- _Stored data_
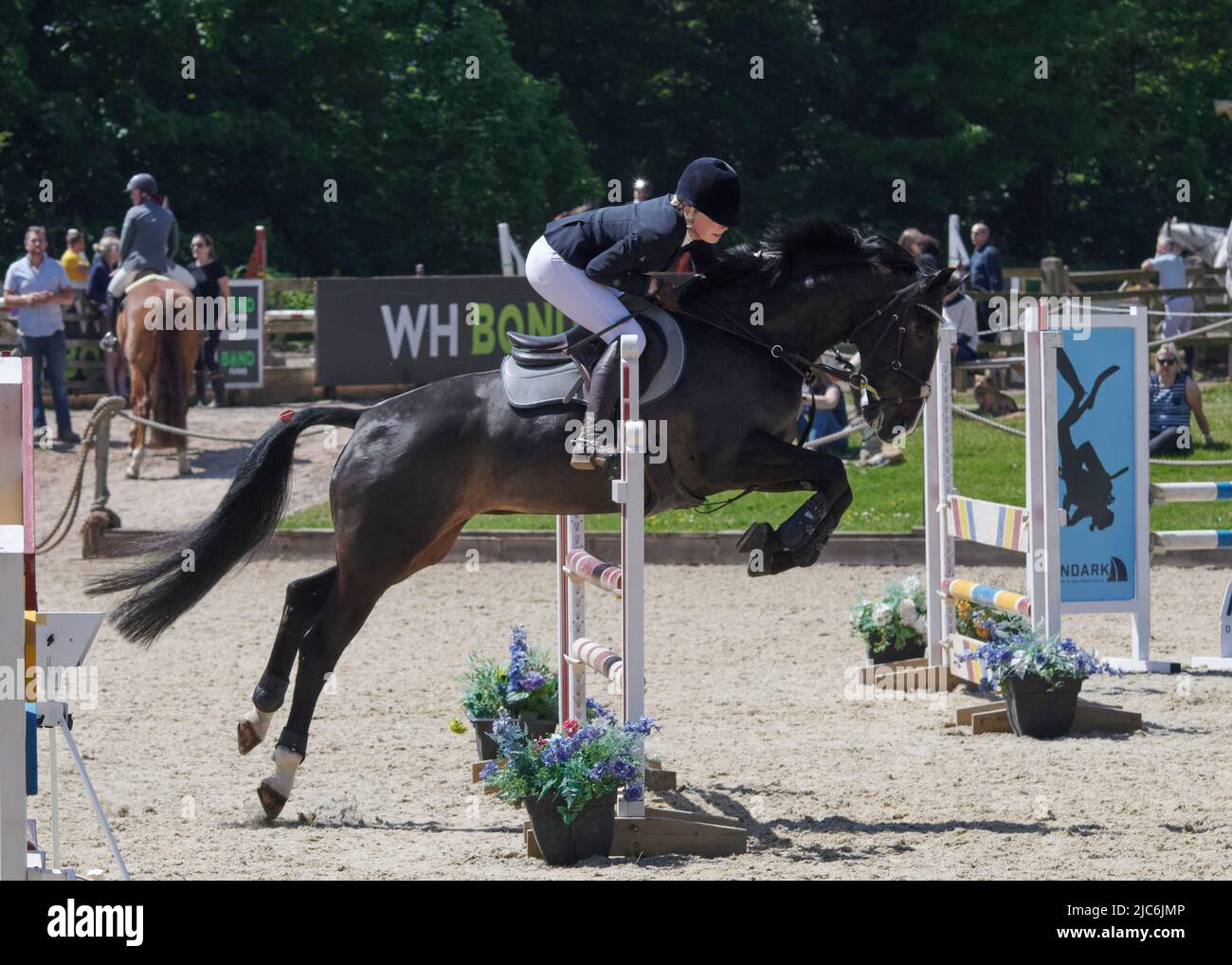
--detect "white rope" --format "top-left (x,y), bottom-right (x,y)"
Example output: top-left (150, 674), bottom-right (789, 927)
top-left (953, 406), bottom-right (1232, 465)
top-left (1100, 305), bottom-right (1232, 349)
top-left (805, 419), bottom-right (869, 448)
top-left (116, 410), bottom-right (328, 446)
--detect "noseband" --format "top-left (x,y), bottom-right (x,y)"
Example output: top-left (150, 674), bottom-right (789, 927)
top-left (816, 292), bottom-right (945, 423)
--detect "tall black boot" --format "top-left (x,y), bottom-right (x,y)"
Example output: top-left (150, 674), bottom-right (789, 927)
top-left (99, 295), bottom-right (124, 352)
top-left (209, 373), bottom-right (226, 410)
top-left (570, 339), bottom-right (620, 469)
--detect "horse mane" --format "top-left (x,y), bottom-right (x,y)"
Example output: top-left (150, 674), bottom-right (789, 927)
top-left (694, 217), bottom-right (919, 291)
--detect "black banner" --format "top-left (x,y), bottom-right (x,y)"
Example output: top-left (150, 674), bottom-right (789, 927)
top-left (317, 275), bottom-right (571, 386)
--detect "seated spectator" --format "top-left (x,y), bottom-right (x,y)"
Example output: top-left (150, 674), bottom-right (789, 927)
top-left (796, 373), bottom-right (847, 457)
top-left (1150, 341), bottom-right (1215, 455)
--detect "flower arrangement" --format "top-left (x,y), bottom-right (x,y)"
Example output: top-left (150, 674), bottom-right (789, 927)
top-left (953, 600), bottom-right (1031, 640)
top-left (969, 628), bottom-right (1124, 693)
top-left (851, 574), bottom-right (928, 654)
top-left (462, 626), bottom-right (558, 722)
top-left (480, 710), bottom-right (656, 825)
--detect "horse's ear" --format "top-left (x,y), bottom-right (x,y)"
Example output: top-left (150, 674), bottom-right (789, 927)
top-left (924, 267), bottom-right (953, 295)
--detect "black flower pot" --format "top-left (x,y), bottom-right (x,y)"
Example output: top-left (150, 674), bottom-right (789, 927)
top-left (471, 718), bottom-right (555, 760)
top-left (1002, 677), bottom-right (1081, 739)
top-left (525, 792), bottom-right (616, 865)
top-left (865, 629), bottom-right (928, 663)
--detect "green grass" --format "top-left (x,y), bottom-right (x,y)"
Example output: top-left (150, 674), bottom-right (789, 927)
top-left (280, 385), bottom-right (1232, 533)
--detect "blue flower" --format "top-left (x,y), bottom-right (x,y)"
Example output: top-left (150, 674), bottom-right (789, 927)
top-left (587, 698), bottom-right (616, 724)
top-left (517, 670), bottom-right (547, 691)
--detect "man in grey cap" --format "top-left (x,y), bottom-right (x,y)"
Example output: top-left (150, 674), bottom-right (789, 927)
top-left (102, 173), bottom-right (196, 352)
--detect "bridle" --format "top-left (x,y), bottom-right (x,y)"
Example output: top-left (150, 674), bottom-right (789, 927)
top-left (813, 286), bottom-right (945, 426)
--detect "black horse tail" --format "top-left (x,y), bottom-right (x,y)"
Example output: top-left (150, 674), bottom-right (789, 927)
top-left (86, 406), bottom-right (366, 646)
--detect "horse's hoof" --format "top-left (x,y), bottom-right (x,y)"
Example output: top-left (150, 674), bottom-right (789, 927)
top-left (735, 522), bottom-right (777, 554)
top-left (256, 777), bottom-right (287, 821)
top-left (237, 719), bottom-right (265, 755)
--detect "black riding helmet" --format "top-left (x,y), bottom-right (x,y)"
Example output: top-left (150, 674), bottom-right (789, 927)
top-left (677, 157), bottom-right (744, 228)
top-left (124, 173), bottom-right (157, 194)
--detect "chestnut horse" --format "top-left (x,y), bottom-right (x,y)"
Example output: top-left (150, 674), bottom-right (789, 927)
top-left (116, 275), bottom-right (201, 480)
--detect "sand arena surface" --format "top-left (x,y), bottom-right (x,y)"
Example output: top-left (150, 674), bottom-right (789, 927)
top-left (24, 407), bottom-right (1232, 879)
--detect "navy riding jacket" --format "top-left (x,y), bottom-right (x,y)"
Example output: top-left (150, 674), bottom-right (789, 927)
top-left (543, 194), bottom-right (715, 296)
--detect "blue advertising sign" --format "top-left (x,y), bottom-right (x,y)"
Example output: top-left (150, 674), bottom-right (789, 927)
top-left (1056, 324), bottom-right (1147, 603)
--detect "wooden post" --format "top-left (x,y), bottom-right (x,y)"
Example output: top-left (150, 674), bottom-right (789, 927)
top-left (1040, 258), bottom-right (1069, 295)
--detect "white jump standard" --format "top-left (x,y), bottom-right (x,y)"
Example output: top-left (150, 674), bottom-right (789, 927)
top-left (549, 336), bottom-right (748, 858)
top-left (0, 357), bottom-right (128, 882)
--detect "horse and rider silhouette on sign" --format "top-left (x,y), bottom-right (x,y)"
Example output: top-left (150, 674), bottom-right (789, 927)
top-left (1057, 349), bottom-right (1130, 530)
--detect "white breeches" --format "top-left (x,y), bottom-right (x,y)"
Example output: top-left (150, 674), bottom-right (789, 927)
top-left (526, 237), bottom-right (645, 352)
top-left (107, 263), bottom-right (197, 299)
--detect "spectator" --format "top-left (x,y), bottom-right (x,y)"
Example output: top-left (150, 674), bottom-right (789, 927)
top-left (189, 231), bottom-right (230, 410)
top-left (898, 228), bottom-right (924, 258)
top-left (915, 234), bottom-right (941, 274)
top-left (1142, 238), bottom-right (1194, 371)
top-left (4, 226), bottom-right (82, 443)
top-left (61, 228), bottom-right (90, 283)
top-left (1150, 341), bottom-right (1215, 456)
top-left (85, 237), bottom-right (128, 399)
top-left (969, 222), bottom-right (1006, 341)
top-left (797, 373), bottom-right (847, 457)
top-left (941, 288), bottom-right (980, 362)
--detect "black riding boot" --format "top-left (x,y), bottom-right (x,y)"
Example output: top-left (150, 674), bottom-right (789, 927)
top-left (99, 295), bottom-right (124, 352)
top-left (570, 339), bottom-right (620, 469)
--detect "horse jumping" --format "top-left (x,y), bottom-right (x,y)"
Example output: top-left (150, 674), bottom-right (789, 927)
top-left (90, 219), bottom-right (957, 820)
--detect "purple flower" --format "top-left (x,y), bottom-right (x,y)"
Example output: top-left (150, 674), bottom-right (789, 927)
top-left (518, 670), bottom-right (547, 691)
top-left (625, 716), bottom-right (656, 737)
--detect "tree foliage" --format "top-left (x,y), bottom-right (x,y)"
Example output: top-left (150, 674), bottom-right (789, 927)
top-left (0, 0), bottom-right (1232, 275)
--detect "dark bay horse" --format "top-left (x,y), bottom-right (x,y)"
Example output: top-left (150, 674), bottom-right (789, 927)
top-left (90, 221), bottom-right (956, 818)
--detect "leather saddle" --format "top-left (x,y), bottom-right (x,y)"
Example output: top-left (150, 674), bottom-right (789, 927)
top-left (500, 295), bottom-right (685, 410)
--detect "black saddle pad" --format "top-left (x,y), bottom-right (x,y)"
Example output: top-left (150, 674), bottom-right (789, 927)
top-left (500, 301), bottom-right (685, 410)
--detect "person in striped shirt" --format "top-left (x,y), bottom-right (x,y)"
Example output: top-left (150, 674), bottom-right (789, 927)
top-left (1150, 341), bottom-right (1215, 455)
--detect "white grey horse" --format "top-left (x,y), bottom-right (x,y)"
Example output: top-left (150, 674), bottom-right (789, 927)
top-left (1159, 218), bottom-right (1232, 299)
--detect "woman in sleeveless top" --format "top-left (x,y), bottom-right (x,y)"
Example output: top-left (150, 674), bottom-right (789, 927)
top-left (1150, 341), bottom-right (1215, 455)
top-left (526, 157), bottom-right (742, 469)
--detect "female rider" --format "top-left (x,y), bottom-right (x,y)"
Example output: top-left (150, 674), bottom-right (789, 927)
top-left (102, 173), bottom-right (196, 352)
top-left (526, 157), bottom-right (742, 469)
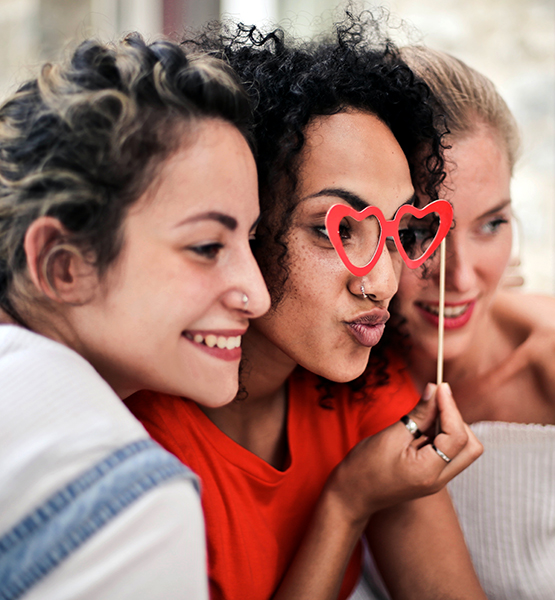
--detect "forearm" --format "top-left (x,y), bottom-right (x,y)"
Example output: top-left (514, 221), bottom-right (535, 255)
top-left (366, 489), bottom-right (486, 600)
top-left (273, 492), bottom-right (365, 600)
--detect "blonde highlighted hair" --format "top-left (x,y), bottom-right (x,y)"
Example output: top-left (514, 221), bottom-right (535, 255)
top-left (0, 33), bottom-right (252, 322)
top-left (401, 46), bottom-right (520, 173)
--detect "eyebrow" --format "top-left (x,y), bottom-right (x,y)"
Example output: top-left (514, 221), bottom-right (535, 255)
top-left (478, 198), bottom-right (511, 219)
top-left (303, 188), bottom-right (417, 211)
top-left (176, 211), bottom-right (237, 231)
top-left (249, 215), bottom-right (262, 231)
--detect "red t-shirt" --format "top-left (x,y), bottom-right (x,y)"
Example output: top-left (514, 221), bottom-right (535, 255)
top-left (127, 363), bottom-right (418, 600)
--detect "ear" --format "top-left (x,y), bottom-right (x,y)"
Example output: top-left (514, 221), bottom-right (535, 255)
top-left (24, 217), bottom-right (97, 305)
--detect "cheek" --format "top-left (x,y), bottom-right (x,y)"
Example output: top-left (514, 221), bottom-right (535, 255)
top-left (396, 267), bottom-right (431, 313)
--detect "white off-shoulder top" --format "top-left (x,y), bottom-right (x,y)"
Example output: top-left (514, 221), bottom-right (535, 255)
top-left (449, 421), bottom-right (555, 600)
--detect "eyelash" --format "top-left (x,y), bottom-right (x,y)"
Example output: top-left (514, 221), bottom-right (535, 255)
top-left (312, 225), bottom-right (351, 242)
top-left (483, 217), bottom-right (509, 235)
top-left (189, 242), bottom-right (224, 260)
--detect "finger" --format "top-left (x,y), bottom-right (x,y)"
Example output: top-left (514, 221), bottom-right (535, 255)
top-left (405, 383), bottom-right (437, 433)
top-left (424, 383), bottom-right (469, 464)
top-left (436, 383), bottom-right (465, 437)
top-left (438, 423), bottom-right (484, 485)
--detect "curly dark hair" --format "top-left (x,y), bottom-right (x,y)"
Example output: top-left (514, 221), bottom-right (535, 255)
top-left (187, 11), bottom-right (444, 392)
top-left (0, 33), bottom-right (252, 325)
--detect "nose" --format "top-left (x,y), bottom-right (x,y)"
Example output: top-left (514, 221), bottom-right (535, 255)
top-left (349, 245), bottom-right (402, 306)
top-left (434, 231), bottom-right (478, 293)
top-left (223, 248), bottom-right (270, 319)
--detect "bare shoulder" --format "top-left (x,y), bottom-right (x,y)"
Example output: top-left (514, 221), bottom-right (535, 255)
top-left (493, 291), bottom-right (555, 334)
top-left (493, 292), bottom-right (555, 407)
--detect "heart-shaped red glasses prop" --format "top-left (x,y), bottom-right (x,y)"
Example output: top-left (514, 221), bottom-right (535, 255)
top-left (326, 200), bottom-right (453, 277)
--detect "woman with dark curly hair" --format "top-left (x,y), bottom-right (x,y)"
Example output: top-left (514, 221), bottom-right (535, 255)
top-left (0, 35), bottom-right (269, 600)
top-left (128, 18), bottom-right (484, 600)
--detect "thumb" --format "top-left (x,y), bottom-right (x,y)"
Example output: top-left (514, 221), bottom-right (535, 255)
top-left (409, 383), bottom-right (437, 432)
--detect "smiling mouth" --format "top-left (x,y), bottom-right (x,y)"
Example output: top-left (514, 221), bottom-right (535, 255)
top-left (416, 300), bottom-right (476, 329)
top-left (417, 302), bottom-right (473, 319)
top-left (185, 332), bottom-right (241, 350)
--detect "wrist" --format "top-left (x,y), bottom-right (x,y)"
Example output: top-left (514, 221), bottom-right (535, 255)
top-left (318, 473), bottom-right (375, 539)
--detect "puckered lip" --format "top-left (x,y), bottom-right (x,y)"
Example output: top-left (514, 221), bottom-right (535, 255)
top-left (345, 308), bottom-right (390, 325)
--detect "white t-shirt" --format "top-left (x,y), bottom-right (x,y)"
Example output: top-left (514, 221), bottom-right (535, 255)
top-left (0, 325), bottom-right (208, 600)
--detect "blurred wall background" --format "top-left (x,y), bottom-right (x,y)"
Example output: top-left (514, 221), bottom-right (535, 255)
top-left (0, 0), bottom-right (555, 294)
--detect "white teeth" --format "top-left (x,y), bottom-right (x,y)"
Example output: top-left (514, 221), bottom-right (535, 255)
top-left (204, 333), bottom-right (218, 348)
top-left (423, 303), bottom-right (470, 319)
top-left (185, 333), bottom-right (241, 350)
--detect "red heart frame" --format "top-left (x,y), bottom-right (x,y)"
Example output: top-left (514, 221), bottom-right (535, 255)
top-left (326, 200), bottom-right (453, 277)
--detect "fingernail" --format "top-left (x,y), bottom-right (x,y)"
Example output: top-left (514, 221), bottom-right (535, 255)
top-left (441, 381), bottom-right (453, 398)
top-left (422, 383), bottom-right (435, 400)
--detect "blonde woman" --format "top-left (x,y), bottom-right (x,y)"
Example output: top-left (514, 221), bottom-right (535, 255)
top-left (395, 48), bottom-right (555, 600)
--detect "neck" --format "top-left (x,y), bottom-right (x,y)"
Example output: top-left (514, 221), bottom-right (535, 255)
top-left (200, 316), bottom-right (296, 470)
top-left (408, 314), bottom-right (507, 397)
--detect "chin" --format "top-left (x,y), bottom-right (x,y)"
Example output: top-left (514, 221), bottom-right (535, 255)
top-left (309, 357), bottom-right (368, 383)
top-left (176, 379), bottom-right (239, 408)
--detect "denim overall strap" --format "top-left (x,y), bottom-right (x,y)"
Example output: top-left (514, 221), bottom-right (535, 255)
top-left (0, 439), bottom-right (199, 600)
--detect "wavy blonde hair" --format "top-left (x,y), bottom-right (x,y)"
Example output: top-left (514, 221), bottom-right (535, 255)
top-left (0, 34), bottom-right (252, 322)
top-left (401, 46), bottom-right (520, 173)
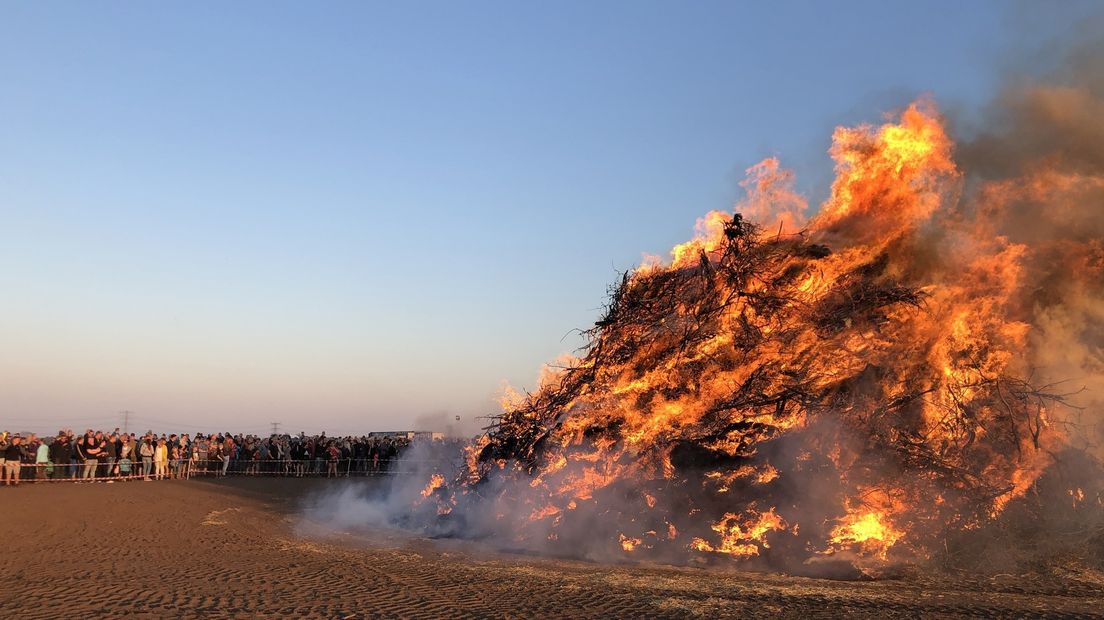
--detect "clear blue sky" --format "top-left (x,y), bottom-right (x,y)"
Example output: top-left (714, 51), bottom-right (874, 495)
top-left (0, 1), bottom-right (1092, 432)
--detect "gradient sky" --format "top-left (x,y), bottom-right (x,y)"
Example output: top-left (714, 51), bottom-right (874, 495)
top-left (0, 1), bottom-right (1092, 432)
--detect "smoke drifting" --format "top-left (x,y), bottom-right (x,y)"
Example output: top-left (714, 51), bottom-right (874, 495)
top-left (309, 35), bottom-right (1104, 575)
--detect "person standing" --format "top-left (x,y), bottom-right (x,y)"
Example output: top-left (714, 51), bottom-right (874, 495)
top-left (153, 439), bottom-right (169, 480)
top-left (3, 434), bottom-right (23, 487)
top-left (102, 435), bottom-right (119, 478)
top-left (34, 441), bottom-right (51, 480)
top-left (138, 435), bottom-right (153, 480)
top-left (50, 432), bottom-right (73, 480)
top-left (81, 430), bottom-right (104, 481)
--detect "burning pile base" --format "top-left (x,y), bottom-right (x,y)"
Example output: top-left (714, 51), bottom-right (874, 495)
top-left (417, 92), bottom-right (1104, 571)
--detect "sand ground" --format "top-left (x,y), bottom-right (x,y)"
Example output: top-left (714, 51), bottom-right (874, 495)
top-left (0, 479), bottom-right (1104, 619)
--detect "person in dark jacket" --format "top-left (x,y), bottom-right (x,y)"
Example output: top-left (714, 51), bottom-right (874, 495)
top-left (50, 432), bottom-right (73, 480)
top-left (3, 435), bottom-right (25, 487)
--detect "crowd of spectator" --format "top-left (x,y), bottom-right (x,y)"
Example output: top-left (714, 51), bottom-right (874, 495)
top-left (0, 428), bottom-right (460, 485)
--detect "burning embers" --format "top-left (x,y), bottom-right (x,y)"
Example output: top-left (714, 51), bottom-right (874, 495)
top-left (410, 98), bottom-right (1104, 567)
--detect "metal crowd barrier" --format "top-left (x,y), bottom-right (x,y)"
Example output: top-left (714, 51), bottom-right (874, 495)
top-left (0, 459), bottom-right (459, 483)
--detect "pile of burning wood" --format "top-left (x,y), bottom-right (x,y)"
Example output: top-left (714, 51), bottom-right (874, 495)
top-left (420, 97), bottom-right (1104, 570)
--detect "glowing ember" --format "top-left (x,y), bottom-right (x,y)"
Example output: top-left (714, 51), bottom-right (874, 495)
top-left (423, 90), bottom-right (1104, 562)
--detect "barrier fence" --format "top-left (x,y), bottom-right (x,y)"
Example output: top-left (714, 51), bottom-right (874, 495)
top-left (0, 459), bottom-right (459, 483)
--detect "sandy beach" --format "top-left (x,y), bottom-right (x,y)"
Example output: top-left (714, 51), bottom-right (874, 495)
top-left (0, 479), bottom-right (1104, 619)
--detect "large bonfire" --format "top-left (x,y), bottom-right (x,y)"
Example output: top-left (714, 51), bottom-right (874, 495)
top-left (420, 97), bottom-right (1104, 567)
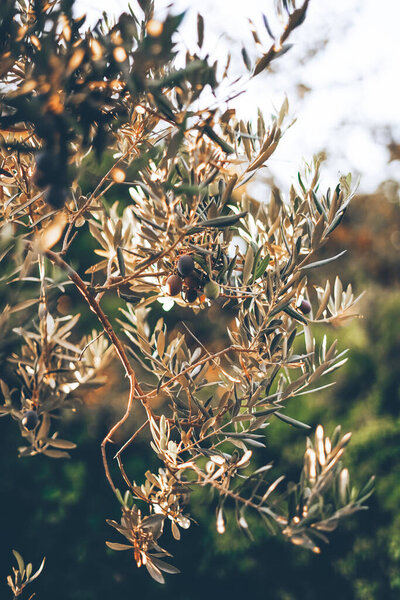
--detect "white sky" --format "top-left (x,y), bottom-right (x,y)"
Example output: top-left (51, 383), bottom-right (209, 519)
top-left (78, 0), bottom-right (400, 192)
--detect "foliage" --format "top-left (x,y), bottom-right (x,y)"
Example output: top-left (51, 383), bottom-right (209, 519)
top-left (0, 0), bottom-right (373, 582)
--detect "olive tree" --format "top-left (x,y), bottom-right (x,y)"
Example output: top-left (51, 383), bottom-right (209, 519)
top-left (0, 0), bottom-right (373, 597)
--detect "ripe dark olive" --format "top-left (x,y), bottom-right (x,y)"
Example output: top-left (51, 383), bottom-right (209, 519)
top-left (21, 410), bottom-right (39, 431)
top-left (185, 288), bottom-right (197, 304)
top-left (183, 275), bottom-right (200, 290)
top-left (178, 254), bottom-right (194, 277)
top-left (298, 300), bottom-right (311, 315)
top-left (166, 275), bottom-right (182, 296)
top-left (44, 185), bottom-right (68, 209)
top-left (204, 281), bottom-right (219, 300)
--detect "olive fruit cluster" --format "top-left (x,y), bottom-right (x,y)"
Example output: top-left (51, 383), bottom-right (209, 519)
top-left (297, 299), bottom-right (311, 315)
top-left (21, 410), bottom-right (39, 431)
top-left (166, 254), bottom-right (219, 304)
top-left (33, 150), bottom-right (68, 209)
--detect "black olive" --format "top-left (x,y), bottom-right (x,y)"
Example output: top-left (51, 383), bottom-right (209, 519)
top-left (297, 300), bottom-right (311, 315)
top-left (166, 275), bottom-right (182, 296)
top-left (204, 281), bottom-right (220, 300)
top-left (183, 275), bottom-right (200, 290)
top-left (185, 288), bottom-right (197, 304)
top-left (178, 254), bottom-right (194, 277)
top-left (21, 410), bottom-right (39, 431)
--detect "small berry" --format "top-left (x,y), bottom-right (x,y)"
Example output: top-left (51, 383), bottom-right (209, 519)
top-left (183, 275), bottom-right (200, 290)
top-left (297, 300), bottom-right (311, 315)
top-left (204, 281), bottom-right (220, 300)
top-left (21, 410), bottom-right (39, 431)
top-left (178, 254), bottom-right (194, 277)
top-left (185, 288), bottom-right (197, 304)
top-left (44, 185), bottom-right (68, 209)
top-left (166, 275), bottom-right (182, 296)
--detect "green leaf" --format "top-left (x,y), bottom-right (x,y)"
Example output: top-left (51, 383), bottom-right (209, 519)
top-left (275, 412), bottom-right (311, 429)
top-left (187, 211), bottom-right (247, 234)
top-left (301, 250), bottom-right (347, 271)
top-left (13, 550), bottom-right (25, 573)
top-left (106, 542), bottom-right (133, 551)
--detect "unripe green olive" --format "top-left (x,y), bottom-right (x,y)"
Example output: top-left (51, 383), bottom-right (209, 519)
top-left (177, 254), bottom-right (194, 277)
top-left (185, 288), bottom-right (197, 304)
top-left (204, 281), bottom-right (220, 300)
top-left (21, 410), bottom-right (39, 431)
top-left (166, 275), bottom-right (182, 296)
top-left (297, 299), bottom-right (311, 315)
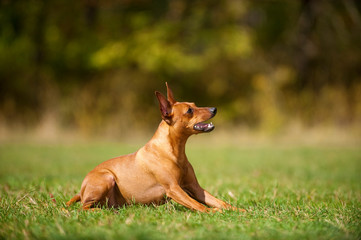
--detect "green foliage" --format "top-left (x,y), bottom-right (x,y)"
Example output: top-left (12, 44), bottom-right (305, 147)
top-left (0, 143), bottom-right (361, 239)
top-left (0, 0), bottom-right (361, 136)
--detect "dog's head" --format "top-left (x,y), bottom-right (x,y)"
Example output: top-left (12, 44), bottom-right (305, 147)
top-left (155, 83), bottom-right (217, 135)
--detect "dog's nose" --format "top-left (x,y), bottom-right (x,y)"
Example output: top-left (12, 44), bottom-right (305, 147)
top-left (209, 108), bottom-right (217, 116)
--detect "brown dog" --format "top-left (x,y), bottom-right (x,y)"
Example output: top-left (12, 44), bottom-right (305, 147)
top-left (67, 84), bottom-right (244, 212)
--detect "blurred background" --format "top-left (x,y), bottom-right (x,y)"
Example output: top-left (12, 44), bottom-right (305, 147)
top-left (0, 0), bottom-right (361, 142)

- _What you will do_
Rewrite the items, from the first one through the line containing "top-left (924, 267), bottom-right (953, 295)" (both included), as a two-column CSV with the headers detect_text and boxes. Give one row per item, with its text and its answer each in a single quoted field, line breaks replaced by spaces, and leave out the pictures.

- _Reply_
detect_text,boxes
"--detect ""white rope"" --format ""top-left (x,y), bottom-right (x,y)"" Example output: top-left (150, 674), bottom-right (789, 927)","top-left (953, 406), bottom-right (1232, 465) top-left (1100, 305), bottom-right (1232, 349) top-left (805, 419), bottom-right (869, 448) top-left (116, 410), bottom-right (328, 446)"
"--detect ""noseband"" --format ""top-left (x,y), bottom-right (x,y)"" Example output: top-left (150, 674), bottom-right (789, 927)","top-left (816, 292), bottom-right (945, 423)"
"--detect ""tall black boot"" --format ""top-left (x,y), bottom-right (x,y)"" Example output: top-left (150, 674), bottom-right (789, 927)","top-left (99, 295), bottom-right (124, 352) top-left (209, 373), bottom-right (226, 410) top-left (570, 339), bottom-right (620, 469)"
"--detect ""horse mane"" --format ""top-left (x,y), bottom-right (x,y)"" Example output: top-left (150, 674), bottom-right (789, 927)","top-left (694, 217), bottom-right (919, 291)"
"--detect ""black banner"" --format ""top-left (x,y), bottom-right (x,y)"" Example output: top-left (150, 674), bottom-right (789, 927)","top-left (317, 275), bottom-right (571, 386)"
"--detect ""seated spectator"" --format ""top-left (x,y), bottom-right (x,y)"" Example output: top-left (150, 674), bottom-right (789, 927)","top-left (796, 373), bottom-right (847, 457) top-left (1150, 341), bottom-right (1215, 455)"
"--detect ""flower arrangement"" --format ""top-left (x,y), bottom-right (x,y)"" Example output: top-left (150, 674), bottom-right (789, 927)","top-left (953, 600), bottom-right (1031, 640) top-left (969, 628), bottom-right (1124, 693) top-left (851, 574), bottom-right (928, 654) top-left (462, 626), bottom-right (558, 722) top-left (480, 710), bottom-right (656, 825)"
"--detect ""horse's ear"" --format ""top-left (x,y), bottom-right (x,y)"" Example output: top-left (150, 674), bottom-right (789, 927)","top-left (924, 267), bottom-right (953, 295)"